▶ **Exercise goal**: Repeat every item below line for line, changing nothing.

▶ **Given information**:
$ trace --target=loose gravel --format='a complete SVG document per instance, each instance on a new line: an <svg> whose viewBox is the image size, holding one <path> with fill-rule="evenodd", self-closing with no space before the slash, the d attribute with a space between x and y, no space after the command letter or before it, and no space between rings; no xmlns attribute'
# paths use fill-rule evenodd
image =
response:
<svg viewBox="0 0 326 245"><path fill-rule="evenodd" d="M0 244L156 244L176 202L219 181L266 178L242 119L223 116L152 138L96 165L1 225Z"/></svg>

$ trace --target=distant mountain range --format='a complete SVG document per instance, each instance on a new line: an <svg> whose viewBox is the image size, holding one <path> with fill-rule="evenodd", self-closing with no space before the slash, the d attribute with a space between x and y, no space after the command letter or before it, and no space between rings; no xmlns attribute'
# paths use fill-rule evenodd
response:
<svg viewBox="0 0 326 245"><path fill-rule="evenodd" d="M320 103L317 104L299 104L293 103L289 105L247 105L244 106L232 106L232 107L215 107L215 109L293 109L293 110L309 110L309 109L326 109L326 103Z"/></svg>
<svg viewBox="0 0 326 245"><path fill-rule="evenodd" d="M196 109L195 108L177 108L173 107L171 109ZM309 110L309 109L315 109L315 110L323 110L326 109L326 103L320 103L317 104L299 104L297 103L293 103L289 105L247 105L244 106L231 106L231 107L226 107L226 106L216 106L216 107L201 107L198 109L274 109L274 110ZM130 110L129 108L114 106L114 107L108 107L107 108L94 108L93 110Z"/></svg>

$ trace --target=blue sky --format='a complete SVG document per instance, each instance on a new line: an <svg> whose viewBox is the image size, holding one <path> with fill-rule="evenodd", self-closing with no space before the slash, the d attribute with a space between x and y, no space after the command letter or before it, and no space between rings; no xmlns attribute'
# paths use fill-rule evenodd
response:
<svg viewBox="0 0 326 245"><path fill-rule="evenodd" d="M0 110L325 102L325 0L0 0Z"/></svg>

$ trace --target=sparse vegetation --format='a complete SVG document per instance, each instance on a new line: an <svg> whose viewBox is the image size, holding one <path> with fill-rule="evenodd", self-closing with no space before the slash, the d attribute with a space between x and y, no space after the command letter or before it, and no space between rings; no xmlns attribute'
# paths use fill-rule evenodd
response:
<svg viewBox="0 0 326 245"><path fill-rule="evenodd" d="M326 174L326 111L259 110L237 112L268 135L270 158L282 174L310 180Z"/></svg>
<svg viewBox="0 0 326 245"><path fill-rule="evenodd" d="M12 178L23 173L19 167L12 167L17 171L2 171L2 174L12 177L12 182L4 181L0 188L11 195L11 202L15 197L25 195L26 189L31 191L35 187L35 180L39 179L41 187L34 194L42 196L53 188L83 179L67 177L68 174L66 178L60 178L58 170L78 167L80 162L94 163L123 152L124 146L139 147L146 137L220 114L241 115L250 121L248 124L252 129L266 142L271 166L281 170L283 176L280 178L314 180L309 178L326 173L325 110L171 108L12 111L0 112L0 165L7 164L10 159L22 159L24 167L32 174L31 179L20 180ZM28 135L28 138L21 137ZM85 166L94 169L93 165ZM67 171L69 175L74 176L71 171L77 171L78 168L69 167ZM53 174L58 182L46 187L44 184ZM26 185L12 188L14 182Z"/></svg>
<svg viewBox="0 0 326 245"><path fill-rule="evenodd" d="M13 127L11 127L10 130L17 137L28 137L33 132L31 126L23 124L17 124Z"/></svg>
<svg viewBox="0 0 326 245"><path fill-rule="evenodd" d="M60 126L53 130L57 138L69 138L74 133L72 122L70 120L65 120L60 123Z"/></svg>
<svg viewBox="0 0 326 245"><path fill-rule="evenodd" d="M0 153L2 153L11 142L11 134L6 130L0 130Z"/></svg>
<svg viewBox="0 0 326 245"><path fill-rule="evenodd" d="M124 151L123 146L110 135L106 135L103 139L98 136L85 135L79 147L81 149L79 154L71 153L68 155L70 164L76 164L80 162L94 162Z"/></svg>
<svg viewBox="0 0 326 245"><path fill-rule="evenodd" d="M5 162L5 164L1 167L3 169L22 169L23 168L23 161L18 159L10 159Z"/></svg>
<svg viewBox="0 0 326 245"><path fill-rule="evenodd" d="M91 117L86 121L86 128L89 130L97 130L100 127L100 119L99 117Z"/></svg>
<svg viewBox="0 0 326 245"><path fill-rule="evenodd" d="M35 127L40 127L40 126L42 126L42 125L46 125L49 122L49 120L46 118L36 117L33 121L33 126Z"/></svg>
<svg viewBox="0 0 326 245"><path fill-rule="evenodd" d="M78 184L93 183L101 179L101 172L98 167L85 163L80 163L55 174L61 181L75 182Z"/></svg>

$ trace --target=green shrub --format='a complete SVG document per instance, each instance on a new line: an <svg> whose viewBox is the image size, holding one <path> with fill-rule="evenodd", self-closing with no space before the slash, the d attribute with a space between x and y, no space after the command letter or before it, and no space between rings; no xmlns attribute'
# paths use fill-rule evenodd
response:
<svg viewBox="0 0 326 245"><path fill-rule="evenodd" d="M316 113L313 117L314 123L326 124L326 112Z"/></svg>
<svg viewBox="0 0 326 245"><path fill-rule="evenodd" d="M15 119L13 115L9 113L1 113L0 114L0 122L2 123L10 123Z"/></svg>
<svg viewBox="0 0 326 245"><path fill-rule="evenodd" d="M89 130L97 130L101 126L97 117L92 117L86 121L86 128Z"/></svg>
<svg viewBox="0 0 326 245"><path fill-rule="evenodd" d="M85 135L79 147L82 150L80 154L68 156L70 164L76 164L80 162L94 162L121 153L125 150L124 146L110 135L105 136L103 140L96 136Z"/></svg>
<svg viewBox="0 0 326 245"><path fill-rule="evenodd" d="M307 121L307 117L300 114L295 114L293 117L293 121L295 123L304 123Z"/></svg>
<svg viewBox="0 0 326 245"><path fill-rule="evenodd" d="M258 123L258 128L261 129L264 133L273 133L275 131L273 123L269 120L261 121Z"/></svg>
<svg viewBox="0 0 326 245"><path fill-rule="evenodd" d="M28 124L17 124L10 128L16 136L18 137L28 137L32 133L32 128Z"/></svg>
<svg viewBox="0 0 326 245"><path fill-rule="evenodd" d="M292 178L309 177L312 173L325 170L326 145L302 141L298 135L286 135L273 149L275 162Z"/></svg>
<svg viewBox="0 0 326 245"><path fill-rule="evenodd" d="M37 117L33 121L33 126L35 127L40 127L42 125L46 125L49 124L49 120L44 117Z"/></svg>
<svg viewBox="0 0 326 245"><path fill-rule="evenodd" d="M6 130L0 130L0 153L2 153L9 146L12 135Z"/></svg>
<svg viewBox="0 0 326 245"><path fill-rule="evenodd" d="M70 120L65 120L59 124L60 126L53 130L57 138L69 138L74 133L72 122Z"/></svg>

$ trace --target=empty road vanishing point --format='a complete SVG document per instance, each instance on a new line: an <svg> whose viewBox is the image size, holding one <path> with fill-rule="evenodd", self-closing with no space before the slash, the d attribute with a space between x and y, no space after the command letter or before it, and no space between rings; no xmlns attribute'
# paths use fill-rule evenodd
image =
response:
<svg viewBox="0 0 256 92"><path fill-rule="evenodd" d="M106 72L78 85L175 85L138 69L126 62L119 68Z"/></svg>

▶ **Finished exercise**:
$ trace --target=loose gravel --format='a complete SVG document per instance, each instance on a new line: an <svg> whose viewBox is the image size, holding one <path> with fill-rule="evenodd", self-closing with no space before the slash, the d attribute with a space between x and y, no space after the command letter or before it, and no space between rings; no xmlns attribute'
# paths use fill-rule evenodd
image =
response:
<svg viewBox="0 0 326 245"><path fill-rule="evenodd" d="M0 244L156 244L176 202L219 181L266 178L242 119L223 116L152 138L96 165L1 225Z"/></svg>

$ trace --target=distant mountain range --format='a complete SVG document per instance, each instance on a new line: an <svg> whose viewBox is the image size, holding one <path> with fill-rule="evenodd", self-closing with no space before the slash, the d attribute with a space between x and y, no space after the command letter or before it, and no space between rings; no xmlns attribute'
# paths use fill-rule evenodd
response:
<svg viewBox="0 0 326 245"><path fill-rule="evenodd" d="M320 103L317 104L299 104L293 103L289 105L247 105L244 106L232 106L232 107L215 107L215 109L293 109L293 110L309 110L309 109L326 109L326 103Z"/></svg>
<svg viewBox="0 0 326 245"><path fill-rule="evenodd" d="M196 109L195 108L177 108L173 107L171 109ZM309 110L309 109L315 109L315 110L323 110L326 109L326 103L320 103L317 104L299 104L297 103L293 103L289 105L247 105L244 106L231 106L231 107L226 107L226 106L216 106L216 107L201 107L198 109L274 109L274 110ZM130 110L129 108L114 106L114 107L108 107L107 108L94 108L93 110Z"/></svg>

$ trace --target=blue sky --format='a complete SVG document per instance, each instance on a new line: an <svg> whose viewBox is the image size, holding one <path> with fill-rule="evenodd", self-closing with no space before the slash, the d attribute with a space between x and y, no space after the command letter or before it, and no space between rings; no xmlns attribute'
# paths use fill-rule evenodd
response:
<svg viewBox="0 0 326 245"><path fill-rule="evenodd" d="M0 110L325 102L325 0L0 0Z"/></svg>

$ trace --target=sparse vegetation --format='a complete SVG document per instance, each instance on a new line: an <svg> whose viewBox is the image size, holding one <path> with fill-rule="evenodd", self-closing with no space before the slash, the d attribute with a space between x and y, no space after the command letter or before it, and no space between rings; no xmlns attribute'
# paths use fill-rule evenodd
response:
<svg viewBox="0 0 326 245"><path fill-rule="evenodd" d="M326 174L326 111L259 110L237 112L268 135L270 158L282 174L310 180Z"/></svg>
<svg viewBox="0 0 326 245"><path fill-rule="evenodd" d="M12 178L23 173L19 167L12 167L17 171L2 171L2 174L12 177L12 182L4 181L0 188L11 195L11 202L15 197L25 195L26 189L31 191L35 187L35 180L39 179L41 187L34 194L42 196L53 188L83 179L67 177L68 174L66 178L60 178L58 170L78 167L80 162L94 163L123 152L124 146L139 147L146 137L220 114L241 115L250 121L248 124L252 129L266 142L271 166L281 170L283 176L280 178L314 180L309 178L326 173L325 110L171 108L12 111L0 112L0 165L7 164L10 159L22 159L24 167L32 174L31 179L20 180ZM28 135L28 138L21 137ZM85 166L94 169L93 165ZM67 171L69 175L74 176L71 171L77 171L78 168L69 167ZM53 174L58 182L46 187L44 184ZM26 185L12 188L14 182Z"/></svg>
<svg viewBox="0 0 326 245"><path fill-rule="evenodd" d="M13 127L11 127L10 130L17 137L28 137L33 132L31 126L23 124L17 124Z"/></svg>
<svg viewBox="0 0 326 245"><path fill-rule="evenodd" d="M60 126L53 130L57 138L69 138L74 133L72 122L70 120L65 120L60 123Z"/></svg>
<svg viewBox="0 0 326 245"><path fill-rule="evenodd" d="M0 153L2 153L11 142L11 134L6 130L0 130Z"/></svg>
<svg viewBox="0 0 326 245"><path fill-rule="evenodd" d="M124 151L123 146L110 135L106 135L103 139L98 136L85 135L79 147L81 149L79 154L71 153L68 155L70 164L76 164L80 162L94 162Z"/></svg>
<svg viewBox="0 0 326 245"><path fill-rule="evenodd" d="M5 162L5 164L1 167L3 169L22 169L23 168L23 161L18 159L10 159Z"/></svg>
<svg viewBox="0 0 326 245"><path fill-rule="evenodd" d="M91 117L86 121L86 128L89 130L97 130L100 127L100 119L99 117Z"/></svg>
<svg viewBox="0 0 326 245"><path fill-rule="evenodd" d="M35 127L40 127L40 126L42 126L42 125L46 125L49 122L49 120L46 118L36 117L33 121L33 126Z"/></svg>
<svg viewBox="0 0 326 245"><path fill-rule="evenodd" d="M78 184L93 183L101 179L101 172L98 167L85 163L80 163L55 174L61 181L75 182Z"/></svg>

$ trace --target=green shrub --format='a complete SVG document per instance, each instance on a new line: an <svg> whose viewBox is the image size, holding one <path> with fill-rule="evenodd", self-closing with no space before the slash, the d attribute with a space between x and y, no space after the command letter or before it, and no space between rings; no xmlns attribute'
# paths use fill-rule evenodd
response:
<svg viewBox="0 0 326 245"><path fill-rule="evenodd" d="M316 113L313 117L314 123L326 124L326 112Z"/></svg>
<svg viewBox="0 0 326 245"><path fill-rule="evenodd" d="M15 119L13 115L9 113L1 113L0 114L0 122L2 123L10 123Z"/></svg>
<svg viewBox="0 0 326 245"><path fill-rule="evenodd" d="M89 130L97 130L101 126L97 117L92 117L86 121L86 128Z"/></svg>
<svg viewBox="0 0 326 245"><path fill-rule="evenodd" d="M85 135L79 147L82 150L80 154L68 156L70 164L76 164L80 162L94 162L121 153L125 150L124 146L110 135L105 136L103 140L96 136Z"/></svg>
<svg viewBox="0 0 326 245"><path fill-rule="evenodd" d="M307 121L307 117L300 114L295 114L293 117L293 121L295 123L304 123Z"/></svg>
<svg viewBox="0 0 326 245"><path fill-rule="evenodd" d="M258 123L258 128L261 129L264 133L273 133L275 131L273 123L269 120L261 121Z"/></svg>
<svg viewBox="0 0 326 245"><path fill-rule="evenodd" d="M28 124L17 124L10 128L16 136L18 137L28 137L32 133L32 128Z"/></svg>
<svg viewBox="0 0 326 245"><path fill-rule="evenodd" d="M292 178L309 177L312 173L325 170L326 145L302 141L298 135L286 135L273 149L275 162Z"/></svg>
<svg viewBox="0 0 326 245"><path fill-rule="evenodd" d="M37 117L33 121L33 126L35 127L40 127L42 125L46 125L49 124L49 120L44 117Z"/></svg>
<svg viewBox="0 0 326 245"><path fill-rule="evenodd" d="M6 130L0 130L0 153L2 153L9 146L12 135Z"/></svg>
<svg viewBox="0 0 326 245"><path fill-rule="evenodd" d="M70 120L65 120L59 124L60 126L53 130L57 138L69 138L74 133L72 122Z"/></svg>

$ trace --target=empty road vanishing point --format='a complete SVG document per instance, each instance on a new line: an <svg> whose viewBox is the image size, holding one <path> with fill-rule="evenodd", self-closing with no space before the slash, the d attribute with a space between x and y, no space after the command letter or before it, and no space between rings; no xmlns attribute'
# paths use fill-rule evenodd
image =
response:
<svg viewBox="0 0 256 92"><path fill-rule="evenodd" d="M106 72L78 85L175 85L138 69L126 62L119 68Z"/></svg>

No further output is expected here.